*TASK TO CARRY OUT*. Retype all the records with nothing changed.

*Dataset excerpts*.
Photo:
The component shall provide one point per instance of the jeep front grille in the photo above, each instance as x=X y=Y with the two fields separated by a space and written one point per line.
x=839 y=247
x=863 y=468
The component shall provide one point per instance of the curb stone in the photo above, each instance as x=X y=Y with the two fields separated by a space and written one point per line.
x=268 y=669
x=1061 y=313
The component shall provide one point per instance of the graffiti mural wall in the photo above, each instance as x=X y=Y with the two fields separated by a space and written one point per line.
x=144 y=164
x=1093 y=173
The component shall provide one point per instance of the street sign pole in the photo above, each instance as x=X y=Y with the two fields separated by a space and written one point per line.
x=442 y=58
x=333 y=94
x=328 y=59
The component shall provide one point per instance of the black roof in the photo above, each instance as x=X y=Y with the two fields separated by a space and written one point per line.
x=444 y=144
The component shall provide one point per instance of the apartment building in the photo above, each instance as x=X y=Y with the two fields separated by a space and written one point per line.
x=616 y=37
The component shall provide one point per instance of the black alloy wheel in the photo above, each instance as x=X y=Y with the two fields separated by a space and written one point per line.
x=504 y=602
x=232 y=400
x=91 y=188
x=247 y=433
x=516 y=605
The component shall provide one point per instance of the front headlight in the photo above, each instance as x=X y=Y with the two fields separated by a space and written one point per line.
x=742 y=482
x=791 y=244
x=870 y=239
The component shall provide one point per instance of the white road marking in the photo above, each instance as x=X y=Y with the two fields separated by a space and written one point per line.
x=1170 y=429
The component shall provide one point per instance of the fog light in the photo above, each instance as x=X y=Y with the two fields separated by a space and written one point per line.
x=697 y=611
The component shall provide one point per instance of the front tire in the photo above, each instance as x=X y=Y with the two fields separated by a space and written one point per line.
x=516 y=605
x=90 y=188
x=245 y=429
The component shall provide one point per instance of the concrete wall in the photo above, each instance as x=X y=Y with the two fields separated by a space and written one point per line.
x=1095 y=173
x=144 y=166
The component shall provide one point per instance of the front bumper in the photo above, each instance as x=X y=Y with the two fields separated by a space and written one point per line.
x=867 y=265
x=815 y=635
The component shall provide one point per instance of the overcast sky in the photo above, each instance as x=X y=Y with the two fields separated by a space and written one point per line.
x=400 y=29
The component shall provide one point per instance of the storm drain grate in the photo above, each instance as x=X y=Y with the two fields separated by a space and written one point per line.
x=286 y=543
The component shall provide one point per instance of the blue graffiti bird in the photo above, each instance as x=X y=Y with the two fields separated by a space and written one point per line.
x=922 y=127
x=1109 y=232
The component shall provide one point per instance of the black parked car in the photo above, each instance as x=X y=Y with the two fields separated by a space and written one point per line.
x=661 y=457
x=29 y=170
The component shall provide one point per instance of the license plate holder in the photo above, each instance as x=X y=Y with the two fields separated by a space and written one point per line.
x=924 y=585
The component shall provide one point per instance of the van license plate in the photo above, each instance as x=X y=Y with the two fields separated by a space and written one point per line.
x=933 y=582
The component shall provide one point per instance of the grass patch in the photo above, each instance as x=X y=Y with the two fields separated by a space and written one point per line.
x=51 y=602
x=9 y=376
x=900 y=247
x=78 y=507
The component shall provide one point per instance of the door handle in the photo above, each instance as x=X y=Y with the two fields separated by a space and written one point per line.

*SOLVED PROBLEM*.
Photo:
The component shall provide one point per instance of the jeep front grille in the photo above, each instance as x=X y=Y with the two fields separated by a space and written one point per line.
x=839 y=247
x=863 y=468
The component shall provide one point per instance of the curb stone in the photo above, each instance as x=X y=Y with the two fields separated by a space and written one point per line.
x=268 y=669
x=1061 y=313
The component shall provide one point per instance of the graffiti mural wall in the photo above, each instance as x=X y=Y with the two fields separated by a space and written one point per line.
x=144 y=164
x=1093 y=173
The component shall provide one point per instance of the street sign pole in the photo above, each instance as x=X y=Y with the two fields separated by a space and written one point per line.
x=442 y=58
x=333 y=94
x=328 y=59
The component shall provide one point per instance of the black roof in the photo above, each instance as x=X y=Y with the two fields separated by a space and written one point per line.
x=444 y=144
The component shall provide one point per instance of the apartment building in the photo above, each instance as x=X y=Y with the two fields separated by a space and written one point per line.
x=616 y=37
The component shall provide one point per instance of the black alloy wheel in the photo above, each instance as x=X y=Y with the two fields separated by a space and written one point per line.
x=504 y=602
x=232 y=400
x=91 y=188
x=247 y=433
x=516 y=605
The component shall provide one point per instance of the front headlight in the photo above, each instance as x=X y=Y with the two fields separated by a space and written one point per line.
x=742 y=482
x=791 y=244
x=870 y=239
The component shall provide one point per instance of the white road marking in the photo above, each instance as x=X y=Y with the two fields separated by a space and written one point per line.
x=1170 y=429
The component shall provide one point per instance of the fog light in the photo above, each instance as x=X y=Y with the two fields separated by a space and written one point per line.
x=697 y=611
The component shall provide one point per instance of the front tire in the photo above, each instance as x=X y=Y with the two fields separated by a space and written one point per line.
x=516 y=605
x=90 y=188
x=245 y=429
The component shall provide one point per instance of the concrete wall in the photo above, each instance as x=X y=Y with the two fields separated by a space and written one point per line.
x=1095 y=173
x=144 y=166
The component shall provide one point per instance of the front bumper in the photo above, each instance as x=X y=Y with the two fields separated by a space and written one point per line.
x=867 y=265
x=815 y=635
The component shall provide one point per instance of the overcast sky in the photo above, each instance as x=X y=Y with the two fields separated by a space and written one point per line.
x=400 y=29
The component shall provide one point per instance of the storm drain grate in the photo above, each instance as x=X y=Y with the two fields separated by a space and written one point per line.
x=286 y=543
The component shall provide one point per instance of the blue graffiti bird in the photo above, each instance as x=X y=Y with the two fields separated by a space and written one point per line.
x=922 y=127
x=1109 y=232
The component shall provide one point per instance of the black parked car in the photo above, each instance as x=X y=Y with the two fields separated by a space and written one point per line.
x=661 y=457
x=29 y=170
The component shall provide one point per instance of the license plate holder in the photo above, each instance as x=X y=Y with the two fields separated by a space and written one point per line.
x=924 y=585
The component shall provide one point per instance of the van license plate in the photo above, each instance as x=X y=Y with the two fields separated by a space and written one point per line.
x=933 y=582
The component shall provide one point per instance of the grass patch in the photo above, each instance as x=X y=Y with the two fields separated by a space and written one point per line.
x=51 y=602
x=9 y=376
x=900 y=247
x=78 y=507
The component shall provide one point per instance of the door handle in the photo above, each instance as x=X y=Y with the two fields separated by a space and written one point per line.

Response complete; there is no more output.